--- start Working data ---
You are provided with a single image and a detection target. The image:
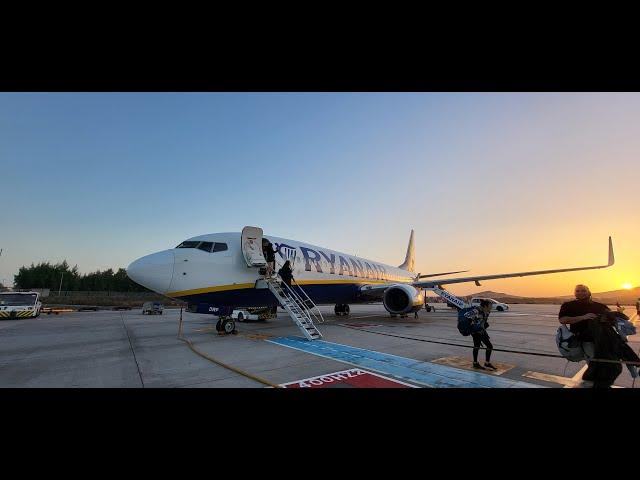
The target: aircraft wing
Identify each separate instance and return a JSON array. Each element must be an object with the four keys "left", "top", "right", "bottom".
[
  {"left": 360, "top": 237, "right": 615, "bottom": 298},
  {"left": 412, "top": 237, "right": 615, "bottom": 288}
]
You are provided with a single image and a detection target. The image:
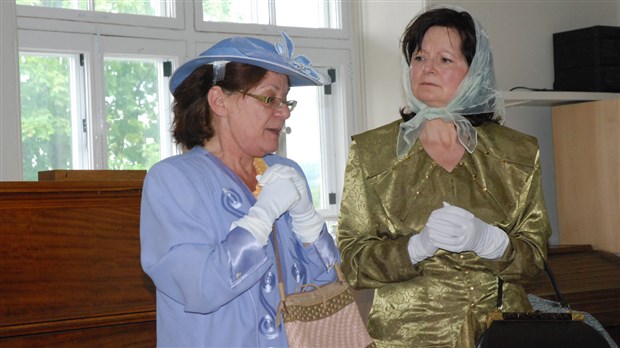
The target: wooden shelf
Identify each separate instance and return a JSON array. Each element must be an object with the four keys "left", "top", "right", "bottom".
[{"left": 502, "top": 91, "right": 620, "bottom": 107}]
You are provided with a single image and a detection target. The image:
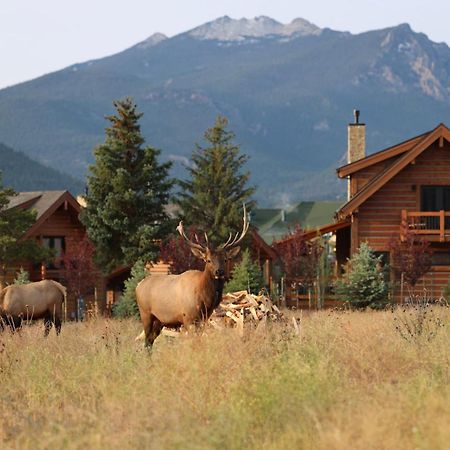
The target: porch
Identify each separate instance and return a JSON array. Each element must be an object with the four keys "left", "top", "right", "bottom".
[{"left": 400, "top": 209, "right": 450, "bottom": 242}]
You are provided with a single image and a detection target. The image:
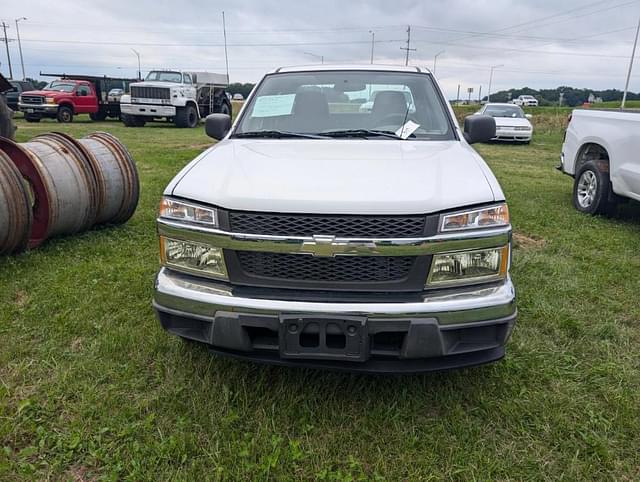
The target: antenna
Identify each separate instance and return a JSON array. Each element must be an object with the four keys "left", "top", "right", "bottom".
[
  {"left": 2, "top": 22, "right": 13, "bottom": 79},
  {"left": 400, "top": 25, "right": 417, "bottom": 65},
  {"left": 222, "top": 10, "right": 229, "bottom": 84}
]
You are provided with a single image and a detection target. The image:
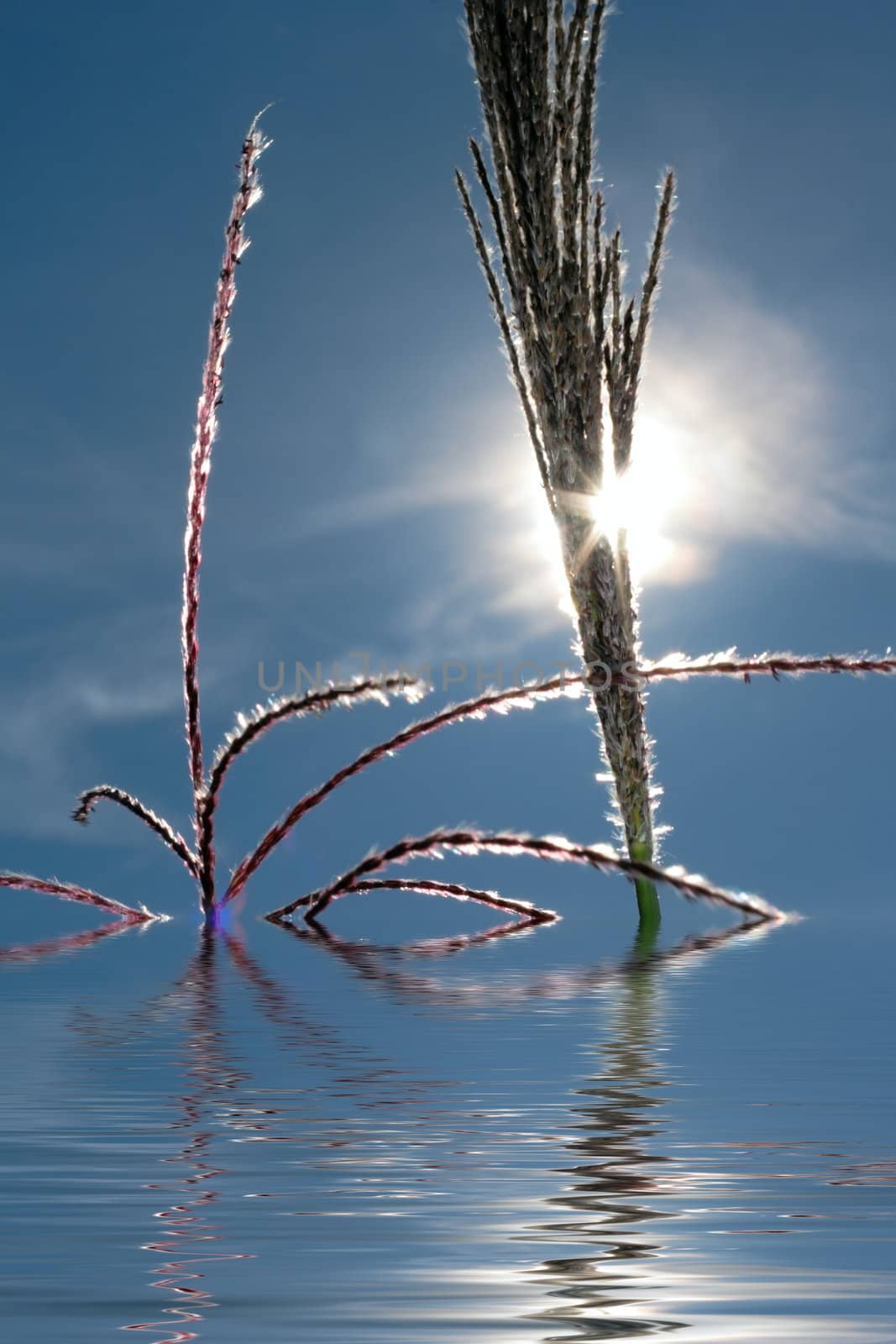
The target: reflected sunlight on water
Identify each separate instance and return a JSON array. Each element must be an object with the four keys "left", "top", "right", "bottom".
[{"left": 2, "top": 908, "right": 896, "bottom": 1344}]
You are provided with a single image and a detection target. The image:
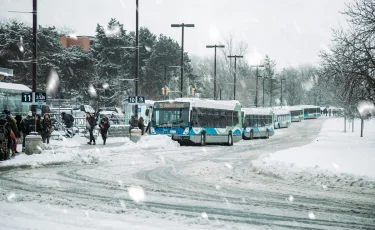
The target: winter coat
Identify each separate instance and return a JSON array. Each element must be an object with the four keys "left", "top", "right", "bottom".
[
  {"left": 86, "top": 116, "right": 96, "bottom": 130},
  {"left": 62, "top": 113, "right": 73, "bottom": 128},
  {"left": 6, "top": 115, "right": 20, "bottom": 138},
  {"left": 41, "top": 118, "right": 52, "bottom": 137},
  {"left": 99, "top": 117, "right": 111, "bottom": 133},
  {"left": 21, "top": 116, "right": 35, "bottom": 135}
]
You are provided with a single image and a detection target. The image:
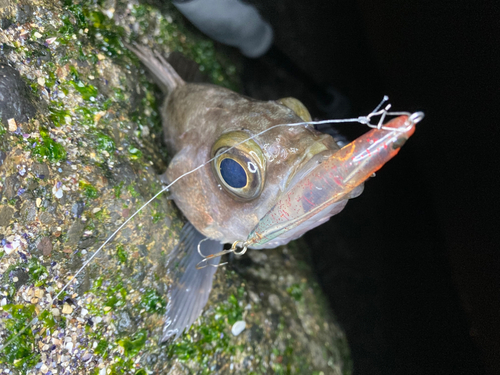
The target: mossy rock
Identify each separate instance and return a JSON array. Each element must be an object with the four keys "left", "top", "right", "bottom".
[{"left": 0, "top": 0, "right": 351, "bottom": 374}]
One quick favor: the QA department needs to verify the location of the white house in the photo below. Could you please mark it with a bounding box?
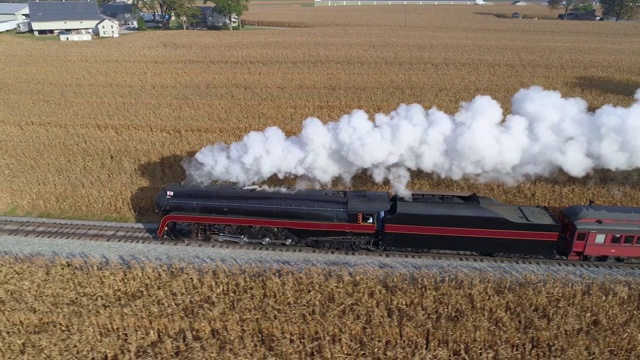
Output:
[29,0,103,35]
[95,19,120,37]
[0,3,29,22]
[200,6,240,27]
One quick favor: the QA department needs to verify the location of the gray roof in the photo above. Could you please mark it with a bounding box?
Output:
[29,0,103,22]
[0,3,29,14]
[100,3,134,19]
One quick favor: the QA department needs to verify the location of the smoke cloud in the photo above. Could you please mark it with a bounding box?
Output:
[183,86,640,195]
--- end Working data ---
_Written request_.
Rescale the stretch from the line containing "of the gray" through the end of the entries. Reproduce every line in that stretch, requests included, but multiply each bounding-box coordinate in the answers by 2.35 and round it to a whole number, with halves rounded up.

_Exercise result_.
One quick favor: the QA department needs to verify the location of the gray roof in the photo above. Could you please mark it with a bounding box?
Output:
[68,0,242,52]
[0,7,68,33]
[235,7,315,45]
One quick favor: the QA department needs to verify the location of the smoke cloud in the photo above. Could you please mark it with a bounding box?
Output:
[430,202,1504,458]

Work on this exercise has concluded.